> [Text provided]

● ● ● ● ●

In November, Milliman, a risk-management and healthcare consulting company, published a national study that explored geographic gaps in access to affordable mental health care.
The researchers parsed two large databases containing medical-claim records from major insurers for preferred provider organizations, or PPOs, covering nearly 42 million Americans in all 50 states and Washington, DC, from 2013 to 2015.
The study found that in New Jersey, 45% of office visits for behavioral healthcare were out of network; in DC, it was 63%. In nine states — including New Hampshire, Minnesota, and Massachusetts — payments were 50% higher for primary-care doctors when they provided mental health care.
Of the study, Henry Harbin, the former CEO of the behavioral-healthcare company Magellan Health, told NPR: “This is a wake-up call for employers, regulators, and the [insurance] plans themselves that whatever they’re doing, they’re making it difficult for consumers to get treatment for all these illnesses. They’re failing miserably.”
Because mental-healthcare providers know that insurance companies aren’t likely to adequately reimburse them, they will often require patients to pay out of pocket. As a result, many states do not have enough in-network therapists and psychiatrists to meet patient demand.
“Too many people have no health insurance; there have been too many budget cuts to treatment dollars, and there are too few providers available to deliver care,” Fred Osher, the director of health systems and services policy at the Council of State Governments Justice Center, wrote in a New York Times op-ed article in 2016. “These obstacles should lead to a call to action, not a call to further confine people with mental illness.”
Correlation does not equal causation. But many other nations with universal or near-universal healthcare, like the Netherlands and Estonia, have seen declines in suicide rates, Mann said.
Following reports of Bourdain’s and Spade’s deaths, many people on Twitter shared stories of their own battles with depression and mental illnesses. Several also expressed worries about those who are unable to pay for therapy visits or psychiatric medications because their insurance plans do not cover them.
If you or someone you know is struggling with depression or has had thoughts of harming themselves or taking their own life, get help. The National Suicide Prevention Lifeline (1-800-273-8255) provides 24/7, free, confidential support for people in distress, as well as best practices for professionals and resources to aid in prevention and crisis situations.

● ● ● ● ●

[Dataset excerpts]
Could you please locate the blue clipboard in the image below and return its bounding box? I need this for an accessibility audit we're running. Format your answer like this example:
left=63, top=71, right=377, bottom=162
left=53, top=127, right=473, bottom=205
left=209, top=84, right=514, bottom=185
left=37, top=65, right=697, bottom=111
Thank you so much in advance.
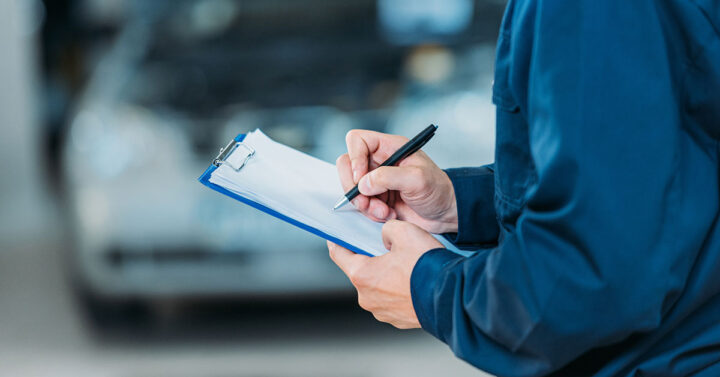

● ● ● ● ●

> [Requirement 1]
In the article on access to mental health care, what percentage of behavioral healthcare office visits in DC were out of network?
> [Requirement 2]
Using the article on access to mental health care, explain why many states lack enough in-network therapists and psychiatrists to meet patient demand.
> [Requirement 3]
Copy the passage of the article on access to mental health care from "In November, Milliman, a" to "provided mental health care.".

> [Exercise output 1]
63%

> [Exercise output 2]
Mental-healthcare providers know that insurance companies aren't likely to reimburse them adequately, so they often require patients to pay out of pocket. As a result, many states lack enough in-network therapists and psychiatrists to meet patient demand.

> [Exercise output 3]
In November, Milliman, a risk-management and healthcare consulting company, published a national study that explored geographic gaps in access to affordable mental health care.
The researchers parsed two large databases containing medical-claim records from major insurers for preferred provider organizations, or PPOs, covering nearly 42 million Americans in all 50 states and Washington, DC, from 2013 to 2015.
The study found that in New Jersey, 45% of office visits for behavioral healthcare were out of network; in DC, it was 63%. In nine states — including New Hampshire, Minnesota, and Massachusetts — payments were 50% higher for primary-care doctors when they provided mental health care.